[EXTRACTED RECORDS start]

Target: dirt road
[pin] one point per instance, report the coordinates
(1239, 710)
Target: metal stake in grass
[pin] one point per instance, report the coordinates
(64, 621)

[EXTRACTED RECORDS end]

> **BRIEF**: Convert the records into a JSON list of strings, one string per line, with blank lines left out. Begin at the line that has "Target: metal stake in grass" and go through the end of the records.

> **CORRECT RESULT**:
[
  "Target: metal stake in grass",
  "[pin] one point per instance, report the coordinates",
  "(64, 621)"
]